* Testo fornito *

-.-.-

Ernesto Bassignano nasce a Roma ma per un periodo di tempo vivo a Torino, fino a tornare a Roma negli anni della maturità e percorsi di studi. Cosa ha conservato di quegli anni fuori da Roma?
Il Piemonte è dentro di me. Sono nato a Roma ma di origine sono piemontese. Gli anni da 8 a 18 sono quelli fondamentali per tutto e dunque li ricordo, quelli a Cuneo, con una nostalgia meravigliosa e fortissima.
Metà della mia produzione nasce di là, dalle montagne. Sono un romano per sbaglio insomma. Un intellettuale e un politico della Capitale con le radici ed il cervello tra colline, prati, monti e ruscelli piemontesi, con le storie partigiane nel cuore.
Musica e teatro si intrecciano tra versi cantati e storie di vita vissuta, dai turbolenti anni ’70 fino ad oggi. Cosa è cambiato da allora?
A Roma, mentre cantavo con Venditti, De Gregori e Locascio, contemporaneamente mi occupavo con Gianmaria Volontè del “teatro di strada”. Teatro per modo di dire, infatti altro non era se non controinformazione politica mediante azioni stradali di grande provocazione nelle quali mettevamo in scena i problemi della classe operaia.
Anche oggi vedo che molti giovani mettono in strada i propri temi e problemi con azioni simili. Semmai è la canzone sociale e politica dei miei tempi che non esiste più.
Durante il suo percorso artistico e di vita ha avuto modo di incontrare lungo il suo cammino diverse personalità, come Gian Maria Volontè, Francesco De Gregori, Antonello Venditti e molti altri. Ci racconti un ricordo o un pensiero legato a queste figure.
Sono ricordi immensi quelli che mi riportano agli anni ’60 e ’70, alla politica nelle strade intrecciata strettamente alla cultura “alternativa”. Sono stato molto fortunato ad avere avuto uno zio come il grande Fiorenzo Carpi e ad aver conosciuto tramite lui Strehler e la Vanoni, oltre allo stesso Dario Fo. A Milano ho imparato tutto quello che poi avrei sviluppato a Roma.
Ci racconti della sua esperienza al Folkstudio. Pensa che un’esperienza del genere possa essere di nuovo ripetuta oggi?
Il Folkstudio è stata la patria, sia il primo che il secondo, del nostro vivere le notti a Trastevere tra folk, jazz, blues e canzone di lotta. Anni irripetibili. Veniva a trovarci Guccini e noi ricambiavamo andando a Bologna. Venivano Gaber, De Andre’, tutti i folk singer americani ed i grandi bluesman. La sera capitava di cantare e suonare dopo un Gato Barbieri o una Odetta.
Ho prodotto Sergio Caputo, ho lanciato Locasciulli e Grazia Di Michele, ho presentato su quel palchetto un certo Rino Gaetano che nessuno voleva far esibire perchè giudicato un po’ stonato e un po’ carente come chitarrista.

-.-.-

* Record dei dati *
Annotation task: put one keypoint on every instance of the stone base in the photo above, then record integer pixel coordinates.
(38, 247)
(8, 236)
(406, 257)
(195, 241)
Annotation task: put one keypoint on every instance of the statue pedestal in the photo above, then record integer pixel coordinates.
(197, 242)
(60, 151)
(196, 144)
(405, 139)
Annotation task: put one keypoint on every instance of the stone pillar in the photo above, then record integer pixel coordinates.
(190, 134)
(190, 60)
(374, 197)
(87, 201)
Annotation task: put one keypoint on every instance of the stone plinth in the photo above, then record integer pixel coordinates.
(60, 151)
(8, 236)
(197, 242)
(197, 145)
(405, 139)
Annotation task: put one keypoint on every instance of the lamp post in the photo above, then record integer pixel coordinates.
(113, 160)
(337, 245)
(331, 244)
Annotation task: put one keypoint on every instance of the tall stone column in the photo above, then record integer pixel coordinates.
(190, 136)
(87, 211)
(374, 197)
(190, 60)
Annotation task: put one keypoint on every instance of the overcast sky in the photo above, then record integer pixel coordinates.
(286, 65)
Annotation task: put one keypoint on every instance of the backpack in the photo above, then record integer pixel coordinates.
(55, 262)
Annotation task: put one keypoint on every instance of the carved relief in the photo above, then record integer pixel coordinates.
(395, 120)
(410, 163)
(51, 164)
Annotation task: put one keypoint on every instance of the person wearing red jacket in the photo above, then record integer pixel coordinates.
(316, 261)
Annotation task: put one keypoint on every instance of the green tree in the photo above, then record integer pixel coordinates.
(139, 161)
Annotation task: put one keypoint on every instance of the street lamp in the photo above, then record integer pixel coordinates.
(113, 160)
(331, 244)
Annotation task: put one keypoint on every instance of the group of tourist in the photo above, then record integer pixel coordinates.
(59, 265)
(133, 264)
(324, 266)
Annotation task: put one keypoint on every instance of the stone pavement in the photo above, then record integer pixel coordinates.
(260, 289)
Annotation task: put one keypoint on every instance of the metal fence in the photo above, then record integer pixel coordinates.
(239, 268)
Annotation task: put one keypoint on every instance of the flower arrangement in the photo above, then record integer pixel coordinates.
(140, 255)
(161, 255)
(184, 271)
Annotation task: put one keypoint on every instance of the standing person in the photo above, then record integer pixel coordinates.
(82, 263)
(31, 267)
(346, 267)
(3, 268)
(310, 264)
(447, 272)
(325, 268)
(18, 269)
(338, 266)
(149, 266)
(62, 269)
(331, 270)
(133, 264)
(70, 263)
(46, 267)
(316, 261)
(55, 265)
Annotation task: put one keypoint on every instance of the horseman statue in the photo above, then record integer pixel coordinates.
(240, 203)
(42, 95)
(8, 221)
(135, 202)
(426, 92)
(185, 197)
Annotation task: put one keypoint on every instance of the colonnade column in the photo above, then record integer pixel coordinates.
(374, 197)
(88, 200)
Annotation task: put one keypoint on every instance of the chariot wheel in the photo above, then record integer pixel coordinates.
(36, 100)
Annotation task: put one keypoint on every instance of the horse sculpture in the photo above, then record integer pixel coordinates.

-.-.-

* Elenco dei compiti *
A - Calcola quante righe dei record contengono la parola "column", tenendo conto di maiuscole e minuscole. Scrivi soltanto il numero.
B - Prosegui l'intervista a Ernesto Bassignano a partire dall'ultima frase riportata.

* Risposte per compito *
A - 2

B -
Oggi mi occupo ancora di momenti del genere gestendo con altri l’Arciliuto, posto antico e bellissimo a due passi da Piazza Navona. Tutti i lunedì sera ospitiamo 4 cantautori .
Successivamente passa anche “dietro le quinte” attraverso il mondo radiofonico e televisivo. Ci racconti queste sue esperienze con la radio e la tv. Come sono cambiati, secondo lei, questi mezzi di comunicazione al giorno d’oggi?
Si, ho fatto anche le prime tv private romane e ho avuto l’onore di pagare 40 mila lire le gag e gli sketch di Verdone, Benigni e tanti tanti grandi attori. Con due lire e tanta fantasia e bella cultura si facevano cose impossibili oggi, poichè tutto costa caro e ha bisogno di strutture adatte. Si improvvisava. Era davvero, quella dei ’70 tra cantine e teatrini “off off”, un’epoca irripetibile.
La politica è sempre stata sua compagna di vita, della quale ha cantato e raccontato storie. Quali tra queste le rappresenta di più?
La politica, purtroppo per me, compagna d’una vita. Ancora oggi non ne posso fare a meno, è una droga.
La politica che mi ha rovinato ma riempito la vita di viaggi, impegno, amicizie e ed emozioni.
Scrissi addirittura, nel ’72, l’Inno del Pci, quella “veniamo da lontano” che trovate su Youtube cantata dal “Canzoniere delle lame” e che vanta più di 10.000 click. Sono andato in giro per tutto il Paese facendo 100 spettacoli l’anno.
Purtroppo nel frattempo i miei colleghi facevano dischi e diventavano famosi.
A quali progetti sta ora lavorando?
Progetti da pensionato. Scrivo canzoni e ultimamente tre brani a firma Bindi-Bassignano sono finiti in un album del tenore internazionale Luca Canonici che si appresta a portarle in giro per il mondo. Faccio un po’ di radio, qualche ospitata e aspetto che finiscano le vacche magre per tornare in giro con il mio gruppo.
“Vita che torni” è invece il suo ultimo lavoro discografico. Ci racconti di questo suo disco e del suo “ritorno” alla musica.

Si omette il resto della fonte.